**Instruction**
Please copy the items from their beginning through the line containing "positive clicks: (111, 7) (114, 7)", swapping "coordinates" for "positions" and keeping everything else unchanged. Leave the pictures out of your copy.

- - - - -

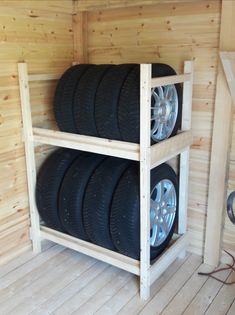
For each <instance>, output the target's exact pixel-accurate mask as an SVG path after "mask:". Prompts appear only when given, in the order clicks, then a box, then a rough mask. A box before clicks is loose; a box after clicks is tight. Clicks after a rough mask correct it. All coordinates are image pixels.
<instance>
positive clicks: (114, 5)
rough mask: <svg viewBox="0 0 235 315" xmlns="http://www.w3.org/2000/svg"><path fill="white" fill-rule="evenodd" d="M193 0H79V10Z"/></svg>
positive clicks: (111, 7) (114, 7)
mask: <svg viewBox="0 0 235 315" xmlns="http://www.w3.org/2000/svg"><path fill="white" fill-rule="evenodd" d="M194 1H195V0H183V1H179V0H144V2H143V0H135V1H133V0H89V1H87V0H79V1H78V10H79V11H96V10H105V9H117V8H128V7H134V6H142V5H143V4H144V5H156V4H165V3H179V2H194Z"/></svg>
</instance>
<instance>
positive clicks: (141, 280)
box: [140, 64, 152, 300]
mask: <svg viewBox="0 0 235 315" xmlns="http://www.w3.org/2000/svg"><path fill="white" fill-rule="evenodd" d="M151 78H152V69H151V65H150V64H142V65H141V66H140V248H141V251H140V295H141V298H142V299H144V300H147V299H148V298H149V296H150V119H151V108H150V107H151Z"/></svg>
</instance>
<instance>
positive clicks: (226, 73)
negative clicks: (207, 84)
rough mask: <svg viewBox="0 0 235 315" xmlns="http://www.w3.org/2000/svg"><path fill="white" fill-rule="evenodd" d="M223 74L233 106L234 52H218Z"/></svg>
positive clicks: (233, 98)
mask: <svg viewBox="0 0 235 315" xmlns="http://www.w3.org/2000/svg"><path fill="white" fill-rule="evenodd" d="M220 58H221V61H222V64H223V68H224V73H225V76H226V80H227V83H228V86H229V89H230V93H231V96H232V99H233V104H235V52H220Z"/></svg>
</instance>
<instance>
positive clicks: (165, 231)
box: [160, 216, 168, 235]
mask: <svg viewBox="0 0 235 315" xmlns="http://www.w3.org/2000/svg"><path fill="white" fill-rule="evenodd" d="M161 218H162V222H160V226H161V229H162V232H163V233H164V234H165V235H167V234H168V225H167V222H166V219H165V217H164V216H162V217H161Z"/></svg>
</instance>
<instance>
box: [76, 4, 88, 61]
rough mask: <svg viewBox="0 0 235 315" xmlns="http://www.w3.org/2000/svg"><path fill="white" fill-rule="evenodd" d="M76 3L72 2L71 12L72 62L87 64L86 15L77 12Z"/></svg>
mask: <svg viewBox="0 0 235 315" xmlns="http://www.w3.org/2000/svg"><path fill="white" fill-rule="evenodd" d="M78 3H79V2H78V1H77V0H75V1H74V11H73V43H74V48H73V50H74V60H75V61H76V62H78V63H88V49H87V47H88V42H87V41H88V24H87V23H88V13H87V12H85V11H84V12H81V11H79V10H78Z"/></svg>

- - - - -

**Finished task**
For each <instance>, output the target's exact pixel-accurate mask as an SVG path after "mask:". Prompts appear only when given, in the order clicks, then a box, then a rough mask. A box before clicks is loose; a box after clicks is tight. Clicks after a rough mask correct it. All positions are image pixels.
<instance>
positive clicks: (114, 5)
rough mask: <svg viewBox="0 0 235 315" xmlns="http://www.w3.org/2000/svg"><path fill="white" fill-rule="evenodd" d="M193 0H79V10Z"/></svg>
positive clicks: (111, 7) (114, 7)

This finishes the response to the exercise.